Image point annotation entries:
==================================================

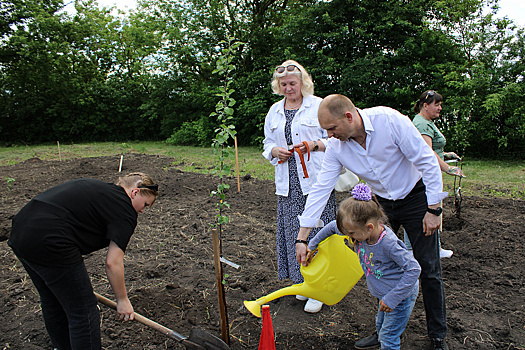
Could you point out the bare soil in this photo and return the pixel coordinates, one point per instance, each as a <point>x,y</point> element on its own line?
<point>171,279</point>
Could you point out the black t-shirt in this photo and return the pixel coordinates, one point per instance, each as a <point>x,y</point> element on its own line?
<point>78,217</point>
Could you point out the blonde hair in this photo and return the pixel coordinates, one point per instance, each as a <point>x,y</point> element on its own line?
<point>359,213</point>
<point>307,87</point>
<point>135,180</point>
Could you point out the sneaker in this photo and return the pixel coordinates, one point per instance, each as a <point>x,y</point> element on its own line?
<point>445,253</point>
<point>439,344</point>
<point>370,342</point>
<point>313,306</point>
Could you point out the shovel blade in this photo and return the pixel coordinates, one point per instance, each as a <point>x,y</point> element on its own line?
<point>207,340</point>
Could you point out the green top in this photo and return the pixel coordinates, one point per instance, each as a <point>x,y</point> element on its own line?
<point>427,127</point>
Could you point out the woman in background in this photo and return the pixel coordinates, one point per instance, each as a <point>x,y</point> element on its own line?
<point>292,124</point>
<point>427,109</point>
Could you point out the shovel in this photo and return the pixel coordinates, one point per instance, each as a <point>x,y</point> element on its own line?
<point>198,340</point>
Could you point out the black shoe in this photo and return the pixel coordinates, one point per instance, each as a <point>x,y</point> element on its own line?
<point>439,344</point>
<point>370,342</point>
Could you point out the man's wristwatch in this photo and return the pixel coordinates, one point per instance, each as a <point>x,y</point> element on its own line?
<point>436,211</point>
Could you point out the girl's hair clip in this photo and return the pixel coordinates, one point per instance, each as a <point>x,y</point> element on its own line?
<point>362,192</point>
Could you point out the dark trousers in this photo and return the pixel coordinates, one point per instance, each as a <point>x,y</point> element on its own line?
<point>409,212</point>
<point>69,306</point>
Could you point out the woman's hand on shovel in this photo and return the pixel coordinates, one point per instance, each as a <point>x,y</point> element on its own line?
<point>125,310</point>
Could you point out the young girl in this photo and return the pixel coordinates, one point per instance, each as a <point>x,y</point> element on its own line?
<point>391,271</point>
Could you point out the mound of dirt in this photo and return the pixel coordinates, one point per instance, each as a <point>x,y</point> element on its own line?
<point>171,278</point>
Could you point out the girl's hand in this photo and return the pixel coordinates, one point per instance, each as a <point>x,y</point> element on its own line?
<point>454,170</point>
<point>281,153</point>
<point>301,253</point>
<point>451,155</point>
<point>383,307</point>
<point>302,147</point>
<point>310,254</point>
<point>125,310</point>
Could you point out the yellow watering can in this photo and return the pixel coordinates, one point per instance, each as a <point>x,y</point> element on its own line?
<point>333,271</point>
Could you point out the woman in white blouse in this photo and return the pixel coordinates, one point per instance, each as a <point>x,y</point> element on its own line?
<point>292,132</point>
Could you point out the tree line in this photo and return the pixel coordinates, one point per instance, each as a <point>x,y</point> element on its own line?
<point>148,74</point>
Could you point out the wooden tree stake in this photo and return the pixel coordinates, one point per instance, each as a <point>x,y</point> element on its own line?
<point>225,331</point>
<point>237,163</point>
<point>59,156</point>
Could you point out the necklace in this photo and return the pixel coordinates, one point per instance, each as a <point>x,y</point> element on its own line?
<point>294,107</point>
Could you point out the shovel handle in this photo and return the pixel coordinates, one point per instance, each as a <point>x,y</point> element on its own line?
<point>156,326</point>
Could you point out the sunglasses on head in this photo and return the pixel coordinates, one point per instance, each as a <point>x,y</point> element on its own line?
<point>430,93</point>
<point>150,187</point>
<point>289,68</point>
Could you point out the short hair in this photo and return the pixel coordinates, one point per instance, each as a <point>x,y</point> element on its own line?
<point>427,97</point>
<point>307,87</point>
<point>338,105</point>
<point>137,180</point>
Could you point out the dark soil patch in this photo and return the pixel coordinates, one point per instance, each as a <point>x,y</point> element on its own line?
<point>170,272</point>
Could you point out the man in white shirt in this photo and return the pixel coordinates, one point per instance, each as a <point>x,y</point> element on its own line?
<point>382,147</point>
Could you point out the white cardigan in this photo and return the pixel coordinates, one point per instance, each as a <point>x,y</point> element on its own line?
<point>305,127</point>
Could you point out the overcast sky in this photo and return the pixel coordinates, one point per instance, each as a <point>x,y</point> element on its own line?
<point>514,9</point>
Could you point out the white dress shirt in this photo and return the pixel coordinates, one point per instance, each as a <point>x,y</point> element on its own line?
<point>395,158</point>
<point>305,127</point>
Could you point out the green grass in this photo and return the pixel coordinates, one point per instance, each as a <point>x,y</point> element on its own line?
<point>492,178</point>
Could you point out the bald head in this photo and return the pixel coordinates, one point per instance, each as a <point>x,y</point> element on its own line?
<point>336,106</point>
<point>339,117</point>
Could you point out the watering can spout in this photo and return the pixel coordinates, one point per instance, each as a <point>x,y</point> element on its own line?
<point>331,274</point>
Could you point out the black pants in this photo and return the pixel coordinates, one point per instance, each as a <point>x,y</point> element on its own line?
<point>69,305</point>
<point>410,212</point>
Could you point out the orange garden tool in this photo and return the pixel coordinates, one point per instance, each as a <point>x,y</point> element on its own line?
<point>198,340</point>
<point>301,157</point>
<point>331,274</point>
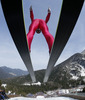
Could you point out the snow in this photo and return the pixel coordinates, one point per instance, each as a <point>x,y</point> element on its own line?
<point>38,83</point>
<point>12,74</point>
<point>53,98</point>
<point>4,85</point>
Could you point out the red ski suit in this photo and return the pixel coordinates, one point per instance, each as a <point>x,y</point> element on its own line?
<point>39,24</point>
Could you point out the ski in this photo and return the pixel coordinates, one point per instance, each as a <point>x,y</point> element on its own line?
<point>68,17</point>
<point>13,12</point>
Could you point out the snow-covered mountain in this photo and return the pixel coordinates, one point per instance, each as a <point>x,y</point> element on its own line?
<point>73,69</point>
<point>69,73</point>
<point>6,72</point>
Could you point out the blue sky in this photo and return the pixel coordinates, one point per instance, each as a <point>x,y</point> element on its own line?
<point>39,51</point>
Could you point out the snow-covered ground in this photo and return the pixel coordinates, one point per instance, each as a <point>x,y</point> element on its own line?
<point>41,98</point>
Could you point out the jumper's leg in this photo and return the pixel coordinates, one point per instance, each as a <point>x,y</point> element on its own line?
<point>31,32</point>
<point>49,38</point>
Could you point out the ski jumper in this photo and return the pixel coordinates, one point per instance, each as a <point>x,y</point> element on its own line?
<point>39,25</point>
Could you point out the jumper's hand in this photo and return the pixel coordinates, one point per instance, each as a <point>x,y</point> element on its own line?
<point>30,8</point>
<point>49,10</point>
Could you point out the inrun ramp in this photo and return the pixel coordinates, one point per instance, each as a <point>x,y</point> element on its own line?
<point>14,17</point>
<point>68,17</point>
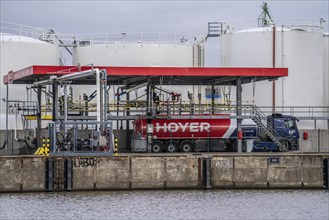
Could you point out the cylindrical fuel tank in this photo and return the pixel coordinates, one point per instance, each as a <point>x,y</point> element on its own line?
<point>203,127</point>
<point>297,48</point>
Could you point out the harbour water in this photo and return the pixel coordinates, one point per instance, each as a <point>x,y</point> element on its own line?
<point>169,204</point>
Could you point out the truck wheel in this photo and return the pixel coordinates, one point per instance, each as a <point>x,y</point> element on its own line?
<point>186,146</point>
<point>157,147</point>
<point>171,146</point>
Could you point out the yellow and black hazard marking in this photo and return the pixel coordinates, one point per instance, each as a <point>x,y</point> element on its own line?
<point>115,146</point>
<point>44,150</point>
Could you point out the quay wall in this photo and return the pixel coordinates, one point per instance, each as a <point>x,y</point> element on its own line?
<point>129,172</point>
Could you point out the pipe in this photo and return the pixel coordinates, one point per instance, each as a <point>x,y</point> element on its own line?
<point>98,88</point>
<point>273,63</point>
<point>7,112</point>
<point>78,75</point>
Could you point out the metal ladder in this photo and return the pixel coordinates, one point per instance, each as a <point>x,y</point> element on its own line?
<point>261,120</point>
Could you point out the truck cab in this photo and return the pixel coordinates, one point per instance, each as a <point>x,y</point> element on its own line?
<point>286,127</point>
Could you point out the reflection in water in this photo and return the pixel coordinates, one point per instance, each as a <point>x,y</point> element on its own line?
<point>169,204</point>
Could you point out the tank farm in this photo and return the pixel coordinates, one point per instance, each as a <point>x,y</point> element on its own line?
<point>139,113</point>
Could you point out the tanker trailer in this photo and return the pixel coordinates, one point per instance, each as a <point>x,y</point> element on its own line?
<point>210,133</point>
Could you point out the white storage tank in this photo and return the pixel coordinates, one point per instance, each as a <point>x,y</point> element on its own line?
<point>295,48</point>
<point>18,52</point>
<point>326,69</point>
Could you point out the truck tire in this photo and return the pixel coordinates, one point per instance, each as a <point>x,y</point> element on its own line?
<point>157,147</point>
<point>186,146</point>
<point>171,147</point>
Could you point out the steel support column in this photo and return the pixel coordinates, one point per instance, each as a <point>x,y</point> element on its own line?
<point>212,99</point>
<point>38,131</point>
<point>55,101</point>
<point>238,111</point>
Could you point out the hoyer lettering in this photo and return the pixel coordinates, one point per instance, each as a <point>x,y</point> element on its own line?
<point>174,127</point>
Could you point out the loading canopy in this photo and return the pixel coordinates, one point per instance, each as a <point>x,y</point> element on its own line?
<point>158,75</point>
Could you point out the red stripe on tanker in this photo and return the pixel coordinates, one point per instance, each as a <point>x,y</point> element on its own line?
<point>187,128</point>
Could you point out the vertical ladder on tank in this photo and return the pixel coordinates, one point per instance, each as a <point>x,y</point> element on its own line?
<point>261,120</point>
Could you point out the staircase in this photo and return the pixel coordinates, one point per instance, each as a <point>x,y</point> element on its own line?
<point>261,120</point>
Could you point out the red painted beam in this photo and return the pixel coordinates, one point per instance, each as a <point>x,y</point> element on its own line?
<point>149,71</point>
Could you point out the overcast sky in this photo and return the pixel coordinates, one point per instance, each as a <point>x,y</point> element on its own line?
<point>77,17</point>
<point>146,16</point>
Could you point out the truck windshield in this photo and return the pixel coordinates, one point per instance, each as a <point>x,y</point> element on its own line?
<point>290,123</point>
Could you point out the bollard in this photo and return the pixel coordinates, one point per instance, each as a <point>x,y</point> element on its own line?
<point>115,146</point>
<point>206,172</point>
<point>68,173</point>
<point>49,175</point>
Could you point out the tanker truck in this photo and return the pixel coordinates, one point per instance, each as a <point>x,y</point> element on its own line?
<point>213,133</point>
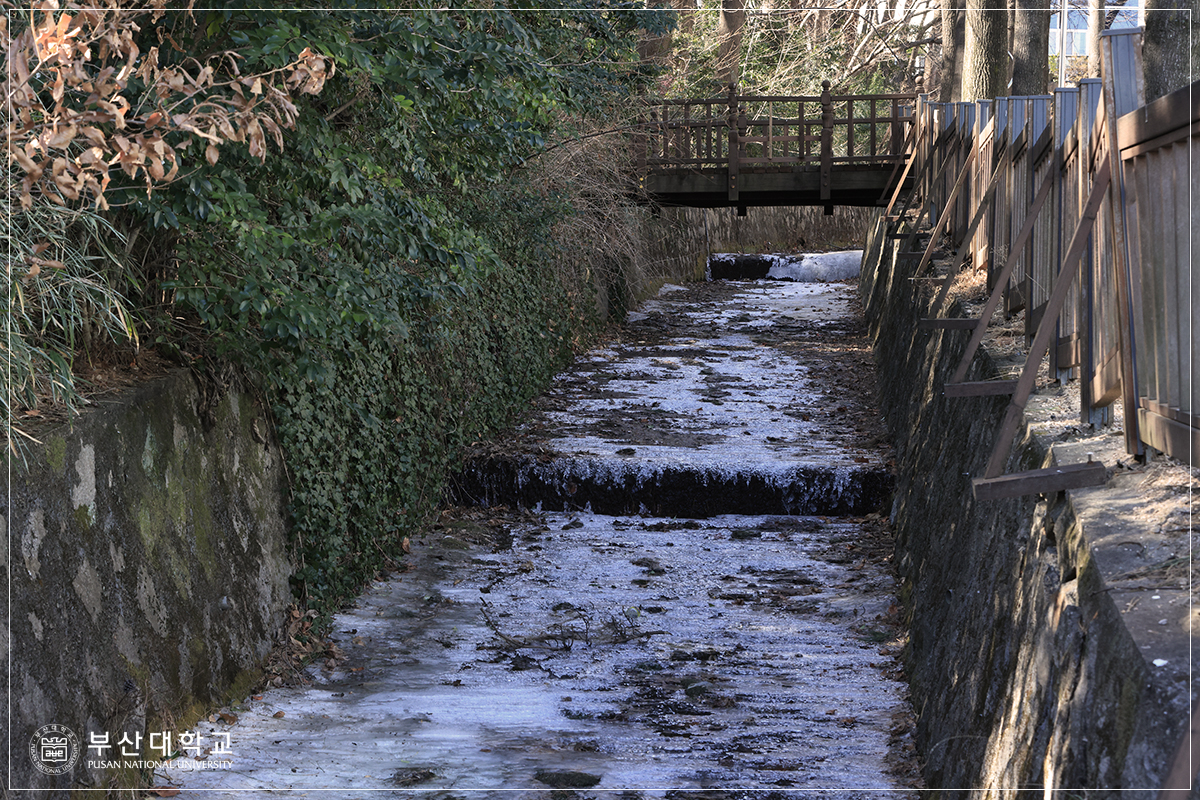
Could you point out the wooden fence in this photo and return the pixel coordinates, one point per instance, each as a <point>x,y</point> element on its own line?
<point>1087,184</point>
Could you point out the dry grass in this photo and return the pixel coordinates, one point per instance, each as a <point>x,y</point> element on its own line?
<point>969,286</point>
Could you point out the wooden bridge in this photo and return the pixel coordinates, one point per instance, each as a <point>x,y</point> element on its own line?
<point>1075,206</point>
<point>744,150</point>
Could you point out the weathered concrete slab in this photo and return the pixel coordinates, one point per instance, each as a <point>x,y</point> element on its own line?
<point>737,654</point>
<point>725,397</point>
<point>651,654</point>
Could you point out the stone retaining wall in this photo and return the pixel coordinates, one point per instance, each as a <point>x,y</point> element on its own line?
<point>1024,674</point>
<point>149,570</point>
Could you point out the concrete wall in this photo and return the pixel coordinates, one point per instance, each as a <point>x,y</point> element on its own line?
<point>1024,674</point>
<point>149,569</point>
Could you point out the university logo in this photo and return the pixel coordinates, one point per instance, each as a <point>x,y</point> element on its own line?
<point>54,749</point>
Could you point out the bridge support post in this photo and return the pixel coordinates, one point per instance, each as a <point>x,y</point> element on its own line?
<point>735,143</point>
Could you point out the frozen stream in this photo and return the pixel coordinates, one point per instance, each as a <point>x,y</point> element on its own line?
<point>573,654</point>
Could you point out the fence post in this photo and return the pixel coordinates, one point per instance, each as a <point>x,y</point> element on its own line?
<point>735,145</point>
<point>826,146</point>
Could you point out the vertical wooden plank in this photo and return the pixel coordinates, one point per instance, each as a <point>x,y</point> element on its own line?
<point>1122,88</point>
<point>771,131</point>
<point>1177,265</point>
<point>1186,325</point>
<point>850,127</point>
<point>874,124</point>
<point>1153,206</point>
<point>826,140</point>
<point>733,149</point>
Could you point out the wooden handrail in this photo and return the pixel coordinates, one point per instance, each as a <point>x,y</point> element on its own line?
<point>671,136</point>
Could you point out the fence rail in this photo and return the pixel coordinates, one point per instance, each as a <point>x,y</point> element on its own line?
<point>1089,180</point>
<point>745,134</point>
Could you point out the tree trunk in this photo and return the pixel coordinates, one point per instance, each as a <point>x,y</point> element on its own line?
<point>729,41</point>
<point>652,48</point>
<point>953,24</point>
<point>1031,48</point>
<point>985,56</point>
<point>1095,26</point>
<point>1165,44</point>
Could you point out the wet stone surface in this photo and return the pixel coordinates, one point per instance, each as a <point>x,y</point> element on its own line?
<point>721,397</point>
<point>570,654</point>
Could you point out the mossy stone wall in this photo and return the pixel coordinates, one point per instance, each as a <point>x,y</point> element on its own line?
<point>1025,678</point>
<point>150,567</point>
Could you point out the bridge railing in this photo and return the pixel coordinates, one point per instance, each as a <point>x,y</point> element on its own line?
<point>1102,181</point>
<point>762,132</point>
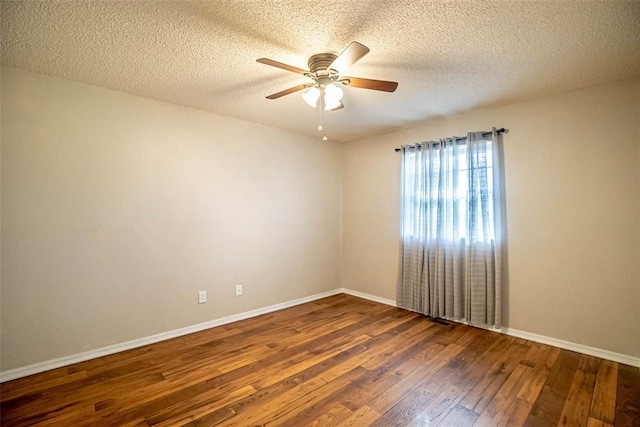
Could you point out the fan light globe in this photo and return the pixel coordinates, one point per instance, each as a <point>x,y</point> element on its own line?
<point>311,96</point>
<point>333,96</point>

==================================================

§ **Requirement**:
Rewrite the listing from its start through the line containing "<point>313,306</point>", changing every "photo" to "image" and keeping everything else the same. Leave the pictures out.

§ **Expected answer**:
Could you point out the bare soil in this image and return the pixel coordinates, one point per instance, each as a <point>x,y</point> element on its own line?
<point>171,279</point>
Could you point out the black t-shirt in this image and return the pixel coordinates, one point per instance, each as a <point>x,y</point> element on its own line?
<point>78,217</point>
Could you point out the blonde hair in this image and return the pixel coordinates, one point per instance, each as a <point>x,y</point> element on its own line?
<point>359,213</point>
<point>307,87</point>
<point>135,180</point>
Could you point out the sneaker in this image and return the pixel coordinates, one point per instance, each as a <point>x,y</point> element on its own line?
<point>445,253</point>
<point>439,344</point>
<point>370,342</point>
<point>313,306</point>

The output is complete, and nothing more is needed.